— REQUIRED WORK —
Transcribe these records exactly, dropping every picture.

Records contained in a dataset
▬▬▬▬▬▬▬▬▬▬
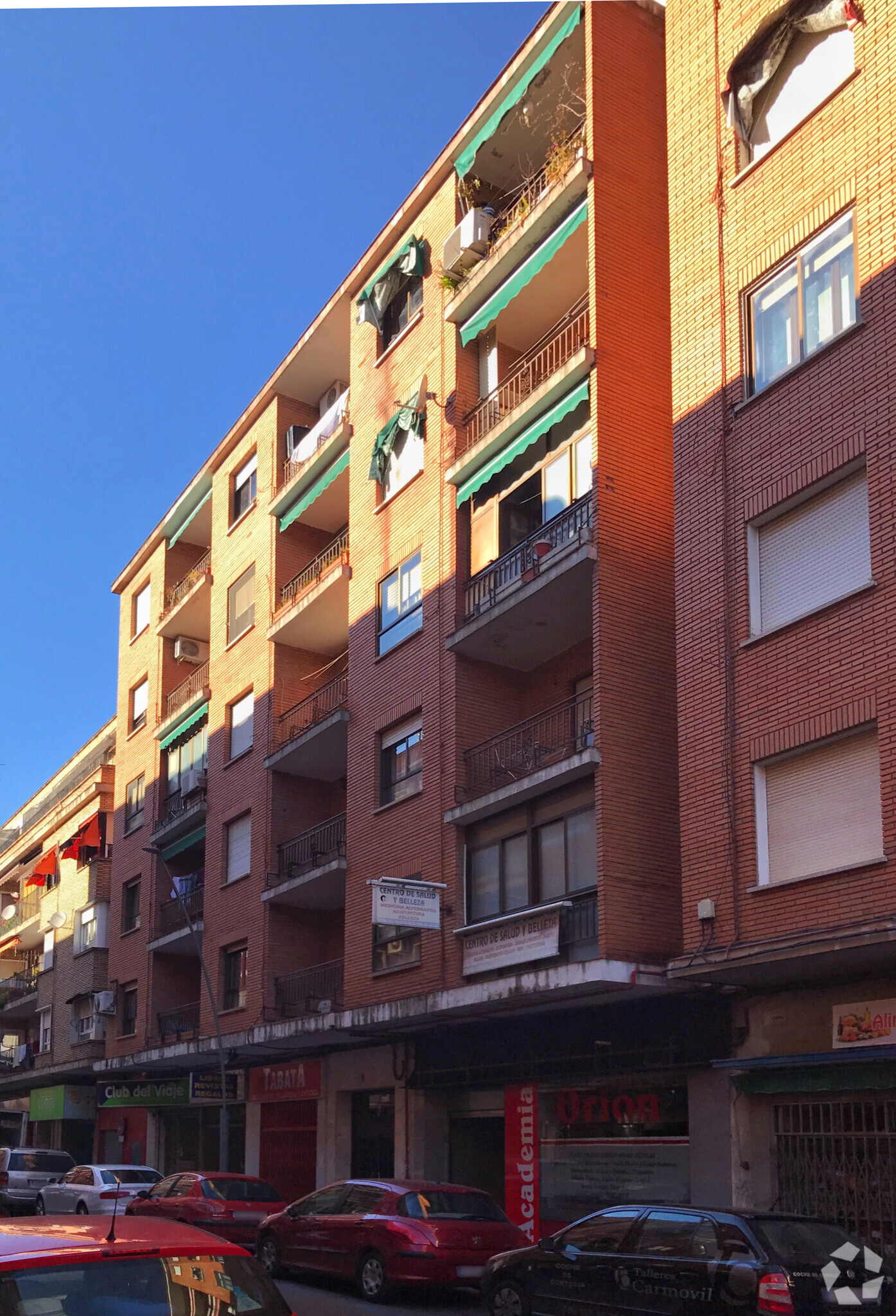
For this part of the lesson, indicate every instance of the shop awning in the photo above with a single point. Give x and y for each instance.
(311, 495)
(198, 714)
(524, 274)
(465, 159)
(540, 427)
(381, 290)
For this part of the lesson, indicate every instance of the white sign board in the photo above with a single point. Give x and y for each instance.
(404, 906)
(532, 938)
(870, 1023)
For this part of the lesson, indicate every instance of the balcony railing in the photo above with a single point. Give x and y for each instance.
(312, 709)
(336, 549)
(187, 690)
(175, 1023)
(541, 742)
(302, 993)
(182, 589)
(483, 590)
(552, 351)
(311, 849)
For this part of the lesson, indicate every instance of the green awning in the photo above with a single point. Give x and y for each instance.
(311, 495)
(198, 714)
(524, 274)
(381, 290)
(519, 445)
(404, 419)
(465, 159)
(187, 520)
(183, 844)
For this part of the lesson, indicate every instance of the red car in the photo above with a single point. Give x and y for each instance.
(386, 1232)
(64, 1264)
(231, 1205)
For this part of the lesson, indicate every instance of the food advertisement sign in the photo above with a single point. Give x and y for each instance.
(872, 1023)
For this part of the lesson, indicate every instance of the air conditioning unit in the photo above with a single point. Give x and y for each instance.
(332, 395)
(190, 650)
(469, 242)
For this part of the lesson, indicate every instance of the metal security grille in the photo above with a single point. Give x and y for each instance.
(837, 1160)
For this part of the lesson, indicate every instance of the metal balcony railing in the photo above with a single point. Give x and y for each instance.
(182, 589)
(483, 590)
(312, 709)
(336, 549)
(547, 357)
(302, 993)
(540, 742)
(187, 690)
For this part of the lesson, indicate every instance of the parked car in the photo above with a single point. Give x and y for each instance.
(386, 1232)
(24, 1171)
(94, 1190)
(231, 1205)
(678, 1263)
(152, 1267)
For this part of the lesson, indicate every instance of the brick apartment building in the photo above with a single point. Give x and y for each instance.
(405, 644)
(782, 262)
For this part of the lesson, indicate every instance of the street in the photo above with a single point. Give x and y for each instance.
(325, 1297)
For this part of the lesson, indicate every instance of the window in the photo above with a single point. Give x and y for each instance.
(819, 810)
(400, 606)
(401, 762)
(139, 706)
(243, 487)
(395, 948)
(141, 611)
(241, 605)
(809, 556)
(134, 797)
(241, 724)
(403, 307)
(240, 835)
(130, 906)
(803, 306)
(234, 977)
(129, 1012)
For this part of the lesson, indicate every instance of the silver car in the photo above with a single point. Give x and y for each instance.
(24, 1171)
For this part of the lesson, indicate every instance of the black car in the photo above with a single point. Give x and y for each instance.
(662, 1261)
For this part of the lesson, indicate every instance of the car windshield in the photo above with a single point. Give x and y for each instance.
(143, 1286)
(440, 1204)
(807, 1243)
(240, 1190)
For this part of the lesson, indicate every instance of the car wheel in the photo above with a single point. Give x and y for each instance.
(371, 1277)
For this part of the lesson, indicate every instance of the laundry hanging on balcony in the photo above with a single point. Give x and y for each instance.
(524, 274)
(468, 156)
(381, 290)
(405, 419)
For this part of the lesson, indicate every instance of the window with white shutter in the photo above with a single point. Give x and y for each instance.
(819, 810)
(811, 556)
(240, 835)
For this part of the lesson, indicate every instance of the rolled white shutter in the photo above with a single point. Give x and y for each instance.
(823, 808)
(816, 553)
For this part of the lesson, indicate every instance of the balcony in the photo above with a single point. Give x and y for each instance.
(538, 754)
(312, 737)
(313, 607)
(310, 991)
(187, 605)
(311, 869)
(536, 600)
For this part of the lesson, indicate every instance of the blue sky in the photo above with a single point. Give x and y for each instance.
(180, 190)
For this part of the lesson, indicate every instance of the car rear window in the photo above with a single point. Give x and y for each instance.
(42, 1162)
(449, 1205)
(162, 1286)
(240, 1190)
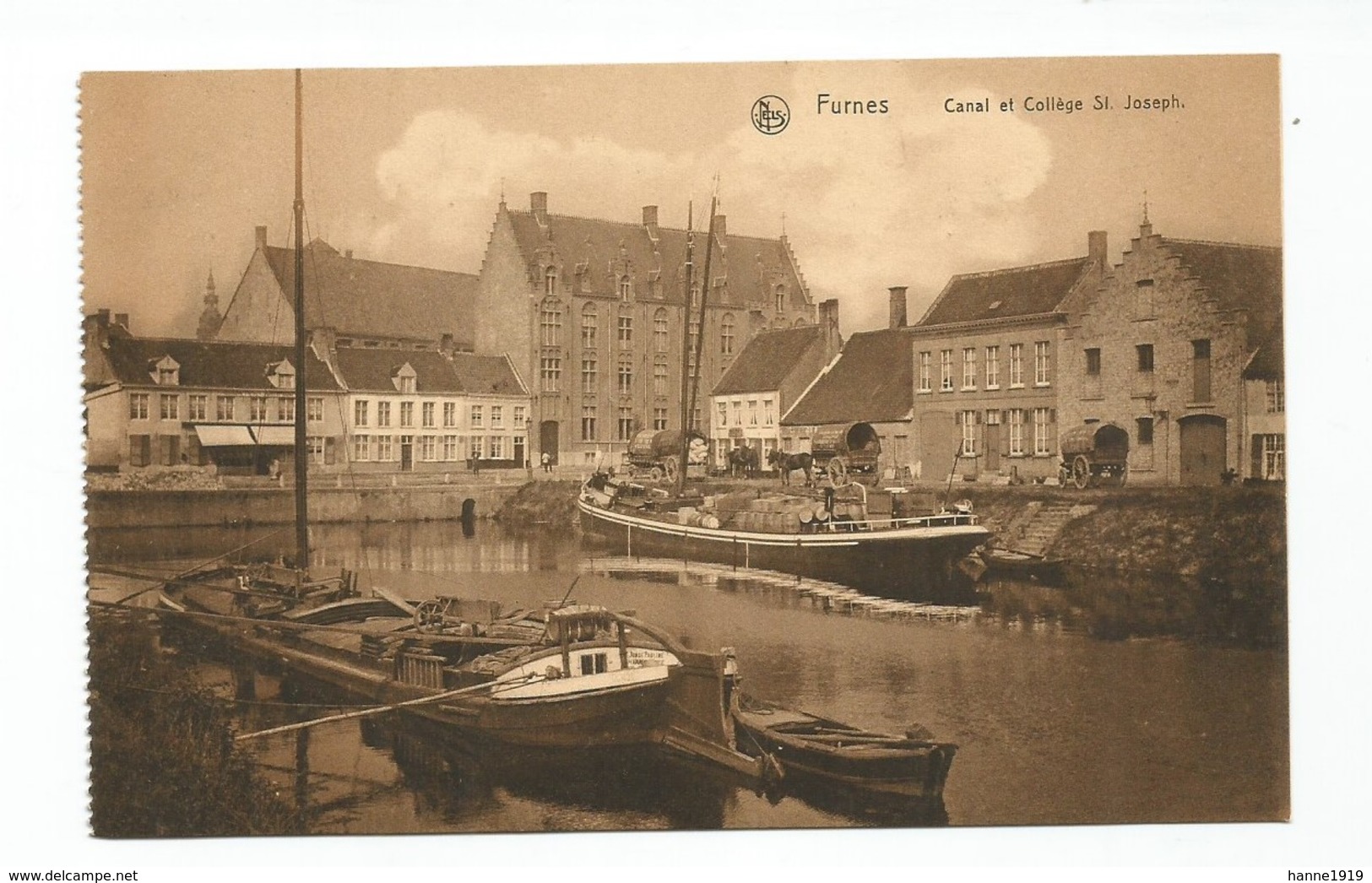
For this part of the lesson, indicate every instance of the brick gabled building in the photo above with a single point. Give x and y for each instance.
(766, 379)
(176, 402)
(358, 302)
(431, 410)
(870, 382)
(987, 365)
(1169, 347)
(592, 313)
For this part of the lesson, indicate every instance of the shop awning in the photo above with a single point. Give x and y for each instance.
(223, 436)
(274, 435)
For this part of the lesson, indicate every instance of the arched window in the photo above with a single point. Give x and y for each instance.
(588, 371)
(588, 322)
(550, 320)
(660, 331)
(660, 375)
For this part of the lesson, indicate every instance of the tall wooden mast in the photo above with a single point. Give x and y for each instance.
(302, 531)
(691, 281)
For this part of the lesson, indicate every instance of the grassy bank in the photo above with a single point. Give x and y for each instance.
(1235, 534)
(162, 756)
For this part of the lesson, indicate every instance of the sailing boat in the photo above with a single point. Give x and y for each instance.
(567, 674)
(849, 533)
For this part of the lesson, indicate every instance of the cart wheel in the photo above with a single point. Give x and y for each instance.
(1082, 472)
(428, 616)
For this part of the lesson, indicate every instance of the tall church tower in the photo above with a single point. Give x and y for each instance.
(210, 317)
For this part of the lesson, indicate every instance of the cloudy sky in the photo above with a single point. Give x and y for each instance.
(408, 165)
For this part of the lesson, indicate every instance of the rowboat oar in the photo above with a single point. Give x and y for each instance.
(382, 709)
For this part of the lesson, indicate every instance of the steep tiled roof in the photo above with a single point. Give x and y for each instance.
(368, 298)
(998, 294)
(1240, 277)
(1268, 362)
(750, 263)
(210, 362)
(767, 360)
(372, 371)
(486, 375)
(873, 380)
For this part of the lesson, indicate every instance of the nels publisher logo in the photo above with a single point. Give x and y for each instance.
(770, 114)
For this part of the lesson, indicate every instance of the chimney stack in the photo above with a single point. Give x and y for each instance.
(829, 328)
(1098, 248)
(897, 306)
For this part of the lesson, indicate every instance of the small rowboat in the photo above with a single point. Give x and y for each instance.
(844, 756)
(1010, 562)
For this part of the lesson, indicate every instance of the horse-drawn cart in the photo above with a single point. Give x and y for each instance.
(1093, 454)
(654, 454)
(845, 452)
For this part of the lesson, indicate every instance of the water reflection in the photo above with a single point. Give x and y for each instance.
(1058, 718)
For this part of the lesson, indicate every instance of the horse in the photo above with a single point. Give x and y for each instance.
(742, 458)
(789, 463)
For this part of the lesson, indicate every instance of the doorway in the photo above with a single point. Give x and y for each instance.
(548, 439)
(1202, 448)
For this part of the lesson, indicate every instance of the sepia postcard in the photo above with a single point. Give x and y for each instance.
(685, 447)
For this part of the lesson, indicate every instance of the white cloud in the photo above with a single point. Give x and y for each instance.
(903, 198)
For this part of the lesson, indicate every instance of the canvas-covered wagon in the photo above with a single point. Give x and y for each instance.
(656, 452)
(845, 450)
(1093, 454)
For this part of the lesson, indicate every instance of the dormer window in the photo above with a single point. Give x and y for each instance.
(166, 371)
(281, 375)
(404, 379)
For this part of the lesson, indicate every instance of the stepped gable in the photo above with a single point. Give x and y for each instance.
(368, 298)
(871, 382)
(767, 360)
(750, 263)
(1240, 277)
(214, 364)
(1010, 292)
(373, 369)
(489, 375)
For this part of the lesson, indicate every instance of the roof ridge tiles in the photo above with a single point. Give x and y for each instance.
(1207, 241)
(640, 226)
(1017, 269)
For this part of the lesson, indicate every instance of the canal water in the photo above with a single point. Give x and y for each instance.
(1101, 701)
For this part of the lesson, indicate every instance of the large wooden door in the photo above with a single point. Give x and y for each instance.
(939, 441)
(1202, 448)
(548, 439)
▬▬▬▬▬▬▬▬▬▬
— ANSWER BELOW —
For this part of the lesson, indicate every instance of the shop awning in the photo above with a single point. Give x and y for each instance.
(311, 495)
(198, 714)
(524, 274)
(465, 159)
(540, 427)
(381, 290)
For this part of the lesson, indicate every instance of the white sign board in the photo above with a single point. Give x and y for each instance.
(404, 906)
(532, 938)
(870, 1023)
For this part of the lesson, indicate every instance of the balcony railing in the photo above with a single point. Give x and y for each instance.
(312, 709)
(336, 549)
(187, 690)
(175, 1023)
(541, 742)
(302, 993)
(182, 589)
(483, 590)
(552, 351)
(311, 849)
For this part of the lesson, indicate every instance of the green awning in the photo above with a single point. Give x and y for each instance.
(311, 495)
(198, 714)
(524, 274)
(381, 290)
(519, 445)
(404, 419)
(465, 159)
(187, 520)
(183, 844)
For this part of the lesson, indicate every instance of the red car in the photo above with a single point. Give x and y for each instance.
(386, 1232)
(64, 1264)
(231, 1205)
For this part of the lesson, indicate every instance of the food advertisement sign in the photo above with a single point. Give x and y for each instance.
(872, 1023)
For this part of the lesson, indicate every instance of the air conditioning unit in the photo above with a single point. Give x and y for each instance.
(332, 395)
(190, 650)
(469, 242)
For this part of the lesson, indicate every instance of the metal security grille in the photo above with a single point. Give x and y for each instance.
(837, 1160)
For this part of the lesson, indicate every instance of the metal balcony railing in the photo above with a single point. Give x and y for each instance.
(182, 589)
(483, 590)
(312, 709)
(336, 549)
(547, 357)
(302, 993)
(540, 742)
(187, 690)
For this part of the lesson, indicate every instance of the parked car in the photo above with a single point. Give x and y for each instance.
(386, 1232)
(24, 1171)
(94, 1190)
(231, 1205)
(678, 1263)
(152, 1267)
For this part of the lesson, indicate every instance of the brick apartment building in the photo above with a single point. Give x and y for each instance.
(405, 644)
(782, 262)
For this part of the lesson, indicate every instance of the street in the photo above with a single point. Give x and y for each instance.
(325, 1297)
For this part of the lesson, indicate every instance of the window in the photo above with a single point. Give x and y for each instance.
(819, 810)
(400, 606)
(401, 762)
(139, 706)
(243, 487)
(395, 948)
(141, 611)
(241, 605)
(809, 556)
(134, 797)
(241, 724)
(403, 307)
(240, 835)
(130, 906)
(803, 306)
(234, 977)
(129, 1012)
For this part of the lesson, indicate every instance of the silver car in the photo above with a single point. Give x and y for each instance.
(24, 1171)
For this part of the lesson, indicate every instance of the black car in the photo above with a single point. Give x and y for each instance.
(662, 1261)
For this part of the lesson, indicate every instance of the car windshield in the photo above with a single point. Give x and y for each instance.
(143, 1286)
(440, 1204)
(807, 1243)
(240, 1190)
For this part of the lesson, indicate every instance of the car wheel in the photo above with a single point. Give x and y for each instance.
(371, 1277)
For this part of the lesson, indicate every instance of the laundry hanging on balcony in the photo above with a single point. Give x and y for each instance.
(524, 274)
(468, 156)
(381, 290)
(405, 419)
For this part of the lesson, indicate every instance of the window with white shutter in the photo above with a single point. Give x and y for each instance.
(819, 810)
(811, 556)
(240, 835)
For this part of the lesson, indicate every instance of the rolled white shutter in the photo above with a single point. Give x and y for each instance.
(823, 808)
(816, 553)
For this part of the lesson, indicate every instance of the balcony in the photo above with a single point. Give x and y for each instance.
(538, 754)
(312, 737)
(313, 607)
(310, 991)
(187, 605)
(311, 869)
(536, 600)
For this part of the lesson, indicate every instance of the blue sky in the photo above with a single point. Give x and y for each instance.
(180, 190)
For this part of the lesson, indicate every instance of the car rear window in the photo above with a single point. Give x and y for each instance.
(42, 1162)
(449, 1205)
(162, 1286)
(240, 1190)
For this part of the lesson, indicate every instance of the brick gabled building in the photo above with a single point. Give x and y for each instance.
(766, 379)
(176, 402)
(358, 302)
(431, 410)
(870, 382)
(987, 365)
(1169, 347)
(592, 313)
For this part of the lesson, indicate every instance of the shop awning in the photo above with a single point. Give x and y for each instance.
(223, 436)
(274, 435)
For this part of the lesson, indicate every instance of the arched window in the photo above with a single point. Give x and y for each instance.
(588, 371)
(588, 322)
(550, 320)
(660, 331)
(660, 375)
For this part of the lesson, indicate every instance of the tall wooden mast in the photo above with a single point. Give x and y for each instance.
(302, 531)
(691, 281)
For this part of the lesson, indicate every instance of the grassy bank in the photo above with a single point. Give x and y for each instance.
(1235, 534)
(162, 756)
For this part of the lesson, indicate every instance of the sailing boat in the photo above with a single point. Give x and y for each instance.
(567, 674)
(849, 533)
For this part of the lesson, indicate every instance of the cart wheel in the photo above with a single point. Give x and y for each instance.
(1082, 472)
(428, 616)
For this part of the lesson, indicate every instance of the tall church tower in the photo above with a single point. Give x and y for each instance.
(210, 317)
For this part of the lesson, indicate every instance of the cloudy sky in the photo above with a single point. Give x and y for each instance.
(408, 165)
For this part of the lesson, indicate every instance of the rowboat oar in the photo above with a single point. Give x and y for each instance.
(382, 709)
For this part of the lesson, indicate every instance of the steep tiled roof in the photo above with a single point. Give x and y for each instance.
(368, 298)
(998, 294)
(1240, 277)
(1268, 362)
(750, 263)
(210, 362)
(767, 360)
(372, 371)
(486, 375)
(873, 380)
For this part of the lesson, indicate every instance of the nels publisher logo in the photo above with a single point. Give x and y for each instance.
(770, 114)
For this part of the lesson, indicate every instance of the chimney stack in the photo above with a single point. Give x and y for each instance.
(829, 328)
(1098, 248)
(897, 306)
For this part of the lesson, indicate every instance of the small rowboat in the photo above with a single point. Give x and y for each instance.
(844, 756)
(1010, 562)
For this part of the lesson, indicate every instance of the horse-drawn cart in the photo above with a single point. Give x and y for each instance.
(1093, 454)
(654, 454)
(845, 452)
For this part of the lesson, indicate every instance of the water reflection in the photo above with a single point. Give x and y for each instance.
(1058, 718)
For this part of the lesson, indicate every instance of the horse in the photo above with a single point. Give x and y for each instance.
(742, 458)
(789, 463)
For this part of the lesson, indicate every instance of the doorway in the photo above with a single point. Give x and y for each instance.
(548, 439)
(1202, 448)
For this part of the lesson, indicate every instance of the sepia postcard in the photo above with a single point. Give x and y for each instance.
(685, 447)
For this part of the lesson, indicate every instance of the white cloud in the photo above with a single point. Give x and y for each instance.
(903, 198)
For this part of the lesson, indicate every instance of the canvas-covered wagon in the photo above with a single point. Give x and y for each instance.
(656, 452)
(845, 450)
(1093, 454)
For this part of the lesson, indicate every instance of the dormer window in the photo above with a single point. Give x and y for each instance.
(166, 371)
(281, 375)
(404, 379)
For this part of the lesson, indicate every instance of the stepped gable in the photo above with a single point. Give x and y for each instance.
(368, 298)
(871, 382)
(767, 360)
(750, 263)
(1240, 277)
(214, 364)
(1010, 292)
(373, 369)
(489, 375)
For this part of the lesson, indicate every instance of the roof ridge tiles in the photo above with a single point. Give x and y for each instance.
(1207, 241)
(640, 226)
(1017, 269)
For this part of the lesson, indicate every instance of the canal water in the photo above with a single point. Give x and y for each instance.
(1101, 701)
For this part of the lesson, indicate every instance of the large wooden door in the photo above with a single point. Give x and y for each instance.
(939, 441)
(1202, 448)
(548, 439)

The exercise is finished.